О строении вещей — страница 41 из 56

Закономерности этого состояния, как мы уже сказали, нам известны.

Они едины и неизменны.

Это те базисные закономерности, по которым протекает становление всего сущего.

Их касается «одержимый».

В унисон им настраивается строй его психического состояния.

И через него этот строй становится основой строя произведения и «оформления его материала».

И в живом переживании воспринимающие этот строй, сквозь систему образов произведения, приобщаются к процессу закономерностей хода всего существующего порядка вещей и, в головокружительном экстазе переживая его, приобщаются к одержимости пафосом.

[…] В этом месте требуется категорическое уточнение описательной терминологии, дабы не возникло здесь никаких ошибочных представлений.

Это прежде всего касается термина «приобщение».

Как по кругу привычных сопутствующих ему ассоциаций, так и по описаниям экстатиков 一 это выражение всегда вызывает в представлениях процесс установления связи или контакта с чем-то вне нас существующим: «приобщение к чьим-то переживаниям», «приобщение к чьей-то деятельности», «приобщение к какому-то содружеству», сопричастие к какому-то ритуальному действию», «приобщение к какому-то процессу».

Для религиозных экстатиков смысл этого утверждения этим и исчерпывается.

**Материал**

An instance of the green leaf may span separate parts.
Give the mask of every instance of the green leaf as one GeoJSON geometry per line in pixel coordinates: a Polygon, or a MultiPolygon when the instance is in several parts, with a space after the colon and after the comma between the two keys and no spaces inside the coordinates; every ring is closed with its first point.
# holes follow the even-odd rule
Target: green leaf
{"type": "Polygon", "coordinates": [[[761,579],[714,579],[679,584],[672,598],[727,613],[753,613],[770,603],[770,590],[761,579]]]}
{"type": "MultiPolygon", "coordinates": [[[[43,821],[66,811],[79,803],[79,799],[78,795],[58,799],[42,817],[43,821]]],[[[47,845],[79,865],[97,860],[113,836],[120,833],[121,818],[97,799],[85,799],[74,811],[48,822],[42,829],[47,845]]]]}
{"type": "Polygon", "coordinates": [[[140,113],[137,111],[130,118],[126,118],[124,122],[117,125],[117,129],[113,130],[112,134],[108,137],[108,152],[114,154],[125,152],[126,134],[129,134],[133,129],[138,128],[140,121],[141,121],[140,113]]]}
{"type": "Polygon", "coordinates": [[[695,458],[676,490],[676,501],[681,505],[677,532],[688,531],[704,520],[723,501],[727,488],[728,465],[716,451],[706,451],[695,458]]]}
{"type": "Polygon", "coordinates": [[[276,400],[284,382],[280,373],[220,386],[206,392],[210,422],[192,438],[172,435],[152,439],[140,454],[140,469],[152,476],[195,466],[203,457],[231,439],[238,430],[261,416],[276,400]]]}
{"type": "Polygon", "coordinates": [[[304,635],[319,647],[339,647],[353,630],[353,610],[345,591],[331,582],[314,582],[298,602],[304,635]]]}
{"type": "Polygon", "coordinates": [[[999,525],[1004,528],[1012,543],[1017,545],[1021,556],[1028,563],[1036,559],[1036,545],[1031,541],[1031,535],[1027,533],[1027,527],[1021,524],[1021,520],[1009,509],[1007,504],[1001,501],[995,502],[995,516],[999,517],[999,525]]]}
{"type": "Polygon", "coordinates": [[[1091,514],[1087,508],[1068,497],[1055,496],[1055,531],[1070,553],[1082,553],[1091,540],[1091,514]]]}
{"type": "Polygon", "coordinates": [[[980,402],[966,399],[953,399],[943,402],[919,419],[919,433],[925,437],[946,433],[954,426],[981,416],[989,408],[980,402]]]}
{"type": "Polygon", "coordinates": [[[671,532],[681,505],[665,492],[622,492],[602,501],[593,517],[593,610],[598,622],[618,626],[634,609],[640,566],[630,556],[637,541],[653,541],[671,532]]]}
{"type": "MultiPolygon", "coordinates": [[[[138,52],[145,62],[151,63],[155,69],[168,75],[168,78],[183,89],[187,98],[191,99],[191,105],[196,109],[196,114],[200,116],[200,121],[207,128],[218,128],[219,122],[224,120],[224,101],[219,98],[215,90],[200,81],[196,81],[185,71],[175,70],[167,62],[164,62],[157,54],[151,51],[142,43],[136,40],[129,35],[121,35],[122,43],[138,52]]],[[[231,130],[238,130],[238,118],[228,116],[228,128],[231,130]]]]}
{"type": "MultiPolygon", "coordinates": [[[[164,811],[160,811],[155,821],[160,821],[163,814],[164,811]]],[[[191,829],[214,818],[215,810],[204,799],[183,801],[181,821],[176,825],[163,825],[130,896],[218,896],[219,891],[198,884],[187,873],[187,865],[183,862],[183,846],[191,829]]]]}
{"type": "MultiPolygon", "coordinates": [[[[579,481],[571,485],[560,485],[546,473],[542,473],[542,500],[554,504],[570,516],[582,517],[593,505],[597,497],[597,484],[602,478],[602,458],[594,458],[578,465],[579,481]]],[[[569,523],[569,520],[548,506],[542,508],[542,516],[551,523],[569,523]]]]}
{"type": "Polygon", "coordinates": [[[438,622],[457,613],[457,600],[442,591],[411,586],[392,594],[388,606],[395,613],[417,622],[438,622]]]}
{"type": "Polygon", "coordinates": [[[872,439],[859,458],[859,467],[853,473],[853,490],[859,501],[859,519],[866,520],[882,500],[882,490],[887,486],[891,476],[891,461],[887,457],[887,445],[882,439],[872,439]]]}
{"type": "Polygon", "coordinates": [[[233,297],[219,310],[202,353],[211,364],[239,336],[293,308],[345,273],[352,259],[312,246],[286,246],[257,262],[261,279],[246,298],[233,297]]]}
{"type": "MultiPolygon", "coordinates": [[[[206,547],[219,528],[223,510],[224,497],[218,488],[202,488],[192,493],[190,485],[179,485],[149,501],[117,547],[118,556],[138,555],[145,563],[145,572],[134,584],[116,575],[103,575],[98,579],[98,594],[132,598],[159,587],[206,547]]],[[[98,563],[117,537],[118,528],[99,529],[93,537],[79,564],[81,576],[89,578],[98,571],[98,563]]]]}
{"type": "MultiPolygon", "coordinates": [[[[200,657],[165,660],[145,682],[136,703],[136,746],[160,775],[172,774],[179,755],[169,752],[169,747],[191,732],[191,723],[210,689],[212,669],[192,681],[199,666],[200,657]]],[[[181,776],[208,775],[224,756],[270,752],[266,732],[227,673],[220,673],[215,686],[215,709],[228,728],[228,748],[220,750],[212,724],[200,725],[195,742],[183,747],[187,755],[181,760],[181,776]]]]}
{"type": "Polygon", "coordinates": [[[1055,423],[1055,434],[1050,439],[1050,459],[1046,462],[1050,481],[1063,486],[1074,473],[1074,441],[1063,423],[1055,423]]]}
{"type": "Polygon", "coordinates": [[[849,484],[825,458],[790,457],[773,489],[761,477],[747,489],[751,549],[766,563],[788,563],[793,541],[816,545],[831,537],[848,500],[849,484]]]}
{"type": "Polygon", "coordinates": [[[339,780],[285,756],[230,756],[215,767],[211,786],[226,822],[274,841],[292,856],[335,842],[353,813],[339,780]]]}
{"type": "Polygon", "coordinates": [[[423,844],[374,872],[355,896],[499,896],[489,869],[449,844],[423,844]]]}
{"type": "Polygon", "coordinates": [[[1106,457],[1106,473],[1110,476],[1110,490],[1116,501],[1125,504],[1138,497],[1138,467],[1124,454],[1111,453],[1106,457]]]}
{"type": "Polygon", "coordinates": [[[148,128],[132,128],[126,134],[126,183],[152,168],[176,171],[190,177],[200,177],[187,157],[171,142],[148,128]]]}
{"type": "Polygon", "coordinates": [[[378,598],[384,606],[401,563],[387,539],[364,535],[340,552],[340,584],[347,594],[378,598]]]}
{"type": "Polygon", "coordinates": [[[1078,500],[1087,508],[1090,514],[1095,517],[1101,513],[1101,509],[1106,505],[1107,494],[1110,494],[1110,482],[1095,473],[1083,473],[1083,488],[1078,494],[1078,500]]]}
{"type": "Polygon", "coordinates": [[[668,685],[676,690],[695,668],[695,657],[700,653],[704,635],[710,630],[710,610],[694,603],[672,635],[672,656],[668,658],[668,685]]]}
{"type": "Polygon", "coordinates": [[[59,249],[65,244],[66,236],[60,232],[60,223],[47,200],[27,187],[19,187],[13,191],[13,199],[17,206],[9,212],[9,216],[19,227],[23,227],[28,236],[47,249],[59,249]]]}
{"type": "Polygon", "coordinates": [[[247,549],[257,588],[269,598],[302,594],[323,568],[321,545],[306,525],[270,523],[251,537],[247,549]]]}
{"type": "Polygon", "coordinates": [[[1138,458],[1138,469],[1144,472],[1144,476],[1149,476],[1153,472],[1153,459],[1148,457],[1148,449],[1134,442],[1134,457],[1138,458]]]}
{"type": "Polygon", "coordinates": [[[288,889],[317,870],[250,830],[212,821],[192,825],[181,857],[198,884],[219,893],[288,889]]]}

**Условие задания**
Допишите следующую часть отрывка о пафосе и «приобщении» к закономерностям сущего. Начните сразу после его последнего предложения.

**Ответ к заданию**
Бог существует.

Существует вне нас.

Через экстатическую манипуляцию мы приобщаемся к нему, находящемуся вне нас (он вселяется в нас, мы в него и т.д. и т.д.).

Совершенно иное толкование имеет этот термин в том применении, которое ему даем мы.

Во-первых, мы имеем дело не с богом, а [с] принципами тех закономерностей, согласно которым существуют и функционирует Вселенная, Природа и пр. – то есть функционируют проявления материи.

Таким образом, мы «приобщаемся» к ощущению закономерностей бытия, материи как непрерывного становления.

Но какова природа этого «приобщения»?

Есть ли это установление связи с некоей материей, вне нас существующей, – нечто вроде божества, индивидуализированно вне нас где-то пребывающего?

Нет. Нет. И, конечно, нет.

Мы сами – часть той же материи.

Одна из частичных манифестаций этой материи.

И как таковое частное ее проявление и в нас самих функционируют те же самые закономерности, как и в любых иных проявлениях материи.

Таким образом, теоретически говоря, обнаружить и ощутить закономерности движения материи мы могли бы, «познавая самих себя».

Возможно ли это и в какой степени?

[…] Поэтому объективного познания такая направленность на себя (в себя) дать не может.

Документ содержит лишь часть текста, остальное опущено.